### Extract provided:
* START *

Thresholds techniques
The work on fault prediction was extended to include the derivation of threshold values on software. Threshold values are usually used to separate instances into two groups, faulty or not. Threshold values separate between good quality and low quality types in the system. Some researchers have used advanced techniques such as the logistic regression to derive thresholds [39, 42, 44]. The logistic regression technique requires having the fault data in advance to build fault prediction models and then thresholds are derived from the parameters of the logistic regression. The logistic regression was not successful in all studies. Thresholds were identified for some metrics in [42] and no thresholds were identified in [44]. The logistic-based thresholds were also derived again in [39] for object-oriented metrics and thresholds were used in prediction models.

* END *

(Source data)

* START *

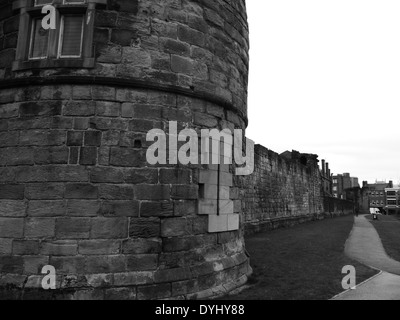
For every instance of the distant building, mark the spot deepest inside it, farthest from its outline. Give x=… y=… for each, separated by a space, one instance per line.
x=392 y=200
x=376 y=193
x=342 y=182
x=326 y=178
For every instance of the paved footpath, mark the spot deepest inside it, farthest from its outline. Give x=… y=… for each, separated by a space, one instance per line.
x=365 y=246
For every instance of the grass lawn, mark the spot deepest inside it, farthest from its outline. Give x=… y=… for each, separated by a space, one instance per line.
x=388 y=228
x=300 y=263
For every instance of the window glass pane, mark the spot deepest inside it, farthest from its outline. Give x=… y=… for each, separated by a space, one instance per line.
x=71 y=36
x=39 y=40
x=42 y=2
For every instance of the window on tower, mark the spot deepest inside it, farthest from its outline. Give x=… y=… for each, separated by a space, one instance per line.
x=69 y=44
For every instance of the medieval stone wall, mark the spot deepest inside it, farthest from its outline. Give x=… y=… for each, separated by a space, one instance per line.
x=284 y=190
x=76 y=191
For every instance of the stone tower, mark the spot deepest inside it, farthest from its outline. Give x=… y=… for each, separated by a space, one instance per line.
x=76 y=190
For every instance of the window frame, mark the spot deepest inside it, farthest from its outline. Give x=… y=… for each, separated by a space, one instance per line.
x=29 y=10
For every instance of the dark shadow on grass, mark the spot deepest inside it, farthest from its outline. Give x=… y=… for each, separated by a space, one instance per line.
x=300 y=263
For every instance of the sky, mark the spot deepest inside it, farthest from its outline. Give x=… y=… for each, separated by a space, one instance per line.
x=325 y=79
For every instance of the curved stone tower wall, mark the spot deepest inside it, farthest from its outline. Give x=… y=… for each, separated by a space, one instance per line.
x=76 y=190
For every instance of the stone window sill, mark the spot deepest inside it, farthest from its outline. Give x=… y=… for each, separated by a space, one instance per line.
x=53 y=63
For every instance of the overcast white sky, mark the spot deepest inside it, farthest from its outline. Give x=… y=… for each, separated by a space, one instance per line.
x=325 y=79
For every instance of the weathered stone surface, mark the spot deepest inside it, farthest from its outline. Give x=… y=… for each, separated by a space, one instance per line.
x=76 y=189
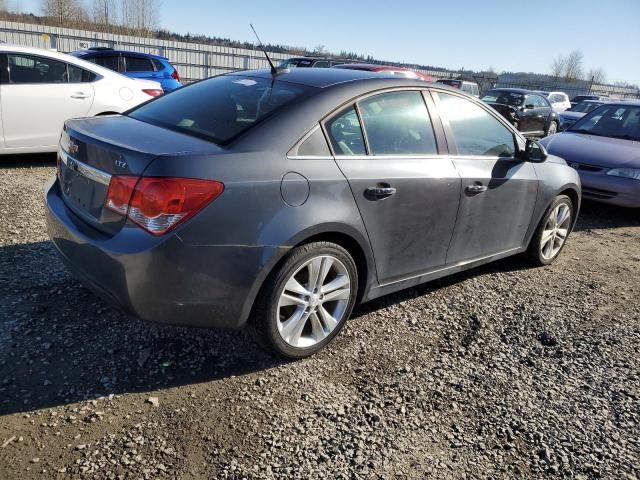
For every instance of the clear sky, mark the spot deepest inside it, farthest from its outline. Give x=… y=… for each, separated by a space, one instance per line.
x=509 y=35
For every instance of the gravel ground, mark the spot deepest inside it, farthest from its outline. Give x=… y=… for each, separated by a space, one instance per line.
x=501 y=372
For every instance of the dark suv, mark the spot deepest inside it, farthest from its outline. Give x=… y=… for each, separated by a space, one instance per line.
x=311 y=62
x=134 y=65
x=528 y=111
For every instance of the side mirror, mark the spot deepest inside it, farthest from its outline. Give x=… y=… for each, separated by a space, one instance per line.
x=533 y=152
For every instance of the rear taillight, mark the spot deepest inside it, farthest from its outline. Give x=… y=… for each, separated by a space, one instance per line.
x=158 y=204
x=153 y=92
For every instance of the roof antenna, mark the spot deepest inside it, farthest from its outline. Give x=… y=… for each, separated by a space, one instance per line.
x=274 y=70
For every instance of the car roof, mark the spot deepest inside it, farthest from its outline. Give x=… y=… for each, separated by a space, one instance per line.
x=327 y=77
x=523 y=91
x=372 y=67
x=104 y=52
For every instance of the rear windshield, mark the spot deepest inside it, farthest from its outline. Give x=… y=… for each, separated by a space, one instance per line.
x=514 y=99
x=220 y=108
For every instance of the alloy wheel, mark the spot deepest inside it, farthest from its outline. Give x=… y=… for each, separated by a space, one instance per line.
x=313 y=301
x=555 y=231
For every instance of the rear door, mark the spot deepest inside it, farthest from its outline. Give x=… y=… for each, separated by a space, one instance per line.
x=498 y=190
x=39 y=96
x=406 y=190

* END *

### Complete the following:
1: Translate the sentence "The logistic regression was not successful in all studies." from the text on threshold techniques into Spanish.
2: Extract the lines of the entries from the line with "For every instance of the rear taillight, mark" through the final line of the entries, copying them exactly.

### Answers given:
1: La regresión logística no tuvo éxito en todos los estudios.

2:
For every instance of the rear taillight, mark the spot deepest inside it, farthest from its outline. Give x=… y=… for each, separated by a space, one instance per line.
x=158 y=204
x=153 y=92
For every instance of the roof antenna, mark the spot deepest inside it, farthest from its outline. Give x=… y=… for each, separated by a space, one instance per line.
x=274 y=70
For every instance of the car roof, mark the spot deepest inside it, farthest from its outline. Give x=… y=… for each, separated by a space, one instance per line.
x=327 y=77
x=523 y=91
x=372 y=67
x=104 y=52
For every instance of the rear windshield, mark the spot deepest inside it, farthest from its outline. Give x=… y=… for each, separated by a space, one instance per line.
x=514 y=99
x=220 y=108
For every instance of the alloy wheel, mark the spot deepest inside it, farthest from its outline. Give x=… y=… for each, separated by a space, one instance per line.
x=313 y=301
x=555 y=231
For every instance of the rear door, mark the spot deepest inside it, farthest from its outline. Give x=… y=… for each, separated by a space, one instance per line.
x=498 y=190
x=39 y=96
x=406 y=190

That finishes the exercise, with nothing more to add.